ACTIVITY:
All of the entries should be returned without a single change.

DATA:
···

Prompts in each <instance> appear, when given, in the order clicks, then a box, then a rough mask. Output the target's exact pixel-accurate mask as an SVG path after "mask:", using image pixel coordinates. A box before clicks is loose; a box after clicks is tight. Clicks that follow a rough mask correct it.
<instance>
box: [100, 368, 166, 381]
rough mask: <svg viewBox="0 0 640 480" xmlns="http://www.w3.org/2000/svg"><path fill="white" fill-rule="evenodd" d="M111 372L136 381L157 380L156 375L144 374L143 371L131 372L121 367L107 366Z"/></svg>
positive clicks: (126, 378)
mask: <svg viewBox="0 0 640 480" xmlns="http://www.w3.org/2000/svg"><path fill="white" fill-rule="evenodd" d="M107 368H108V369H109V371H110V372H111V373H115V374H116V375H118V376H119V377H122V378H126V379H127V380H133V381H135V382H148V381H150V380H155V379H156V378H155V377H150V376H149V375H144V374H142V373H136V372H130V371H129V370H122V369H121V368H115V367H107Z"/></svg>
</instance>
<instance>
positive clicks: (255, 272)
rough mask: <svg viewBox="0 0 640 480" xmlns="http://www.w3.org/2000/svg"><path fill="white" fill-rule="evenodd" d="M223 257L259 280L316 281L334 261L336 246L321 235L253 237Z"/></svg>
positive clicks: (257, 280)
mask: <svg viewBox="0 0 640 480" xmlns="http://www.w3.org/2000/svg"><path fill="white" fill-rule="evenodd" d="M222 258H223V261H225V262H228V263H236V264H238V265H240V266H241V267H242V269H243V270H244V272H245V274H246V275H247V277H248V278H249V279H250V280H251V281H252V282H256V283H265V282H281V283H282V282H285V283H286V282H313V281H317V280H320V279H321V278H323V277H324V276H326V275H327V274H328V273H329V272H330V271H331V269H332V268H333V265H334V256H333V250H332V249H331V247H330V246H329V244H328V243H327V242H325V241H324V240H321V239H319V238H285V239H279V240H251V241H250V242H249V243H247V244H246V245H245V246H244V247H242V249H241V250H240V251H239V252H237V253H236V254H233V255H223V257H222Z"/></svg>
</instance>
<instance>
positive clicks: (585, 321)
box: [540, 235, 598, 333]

···

RESULT:
Prompts in each <instance> appear, when given, in the order clicks, then a box, then a rough mask. Output the target's exact pixel-accurate mask as an SVG path after "mask:", using image pixel coordinates. A box before clicks is loose; a box after clicks is tight. Clicks that follow a rough mask correct it.
<instance>
box: [100, 368, 166, 381]
rough mask: <svg viewBox="0 0 640 480" xmlns="http://www.w3.org/2000/svg"><path fill="white" fill-rule="evenodd" d="M111 372L136 381L157 380L156 375L144 374L143 371L131 372L121 367L107 366Z"/></svg>
positive clicks: (126, 378)
mask: <svg viewBox="0 0 640 480" xmlns="http://www.w3.org/2000/svg"><path fill="white" fill-rule="evenodd" d="M107 368H108V369H109V371H110V372H111V373H115V374H116V375H118V376H119V377H122V378H126V379H127V380H133V381H135V382H148V381H150V380H155V379H156V378H155V377H150V376H149V375H144V374H142V373H136V372H130V371H129V370H122V369H121V368H115V367H107Z"/></svg>
</instance>
<instance>
positive clicks: (255, 272)
rough mask: <svg viewBox="0 0 640 480" xmlns="http://www.w3.org/2000/svg"><path fill="white" fill-rule="evenodd" d="M223 257L259 280L316 281L334 261L336 246L321 235L253 237Z"/></svg>
positive clicks: (257, 280)
mask: <svg viewBox="0 0 640 480" xmlns="http://www.w3.org/2000/svg"><path fill="white" fill-rule="evenodd" d="M222 258H223V261H225V262H228V263H236V264H238V265H240V266H241V267H242V269H243V270H244V272H245V274H246V275H247V277H248V278H249V279H250V280H251V281H252V282H256V283H265V282H281V283H282V282H285V283H286V282H313V281H317V280H320V279H321V278H323V277H324V276H326V275H327V274H328V273H329V272H330V271H331V269H332V268H333V265H334V256H333V250H332V249H331V247H330V246H329V244H328V243H327V242H325V241H324V240H321V239H319V238H285V239H279V240H251V241H250V242H249V243H247V244H246V245H245V246H244V247H242V249H241V250H240V251H239V252H237V253H236V254H233V255H223V257H222Z"/></svg>
</instance>
<instance>
positive clicks: (585, 321)
box: [540, 235, 598, 333]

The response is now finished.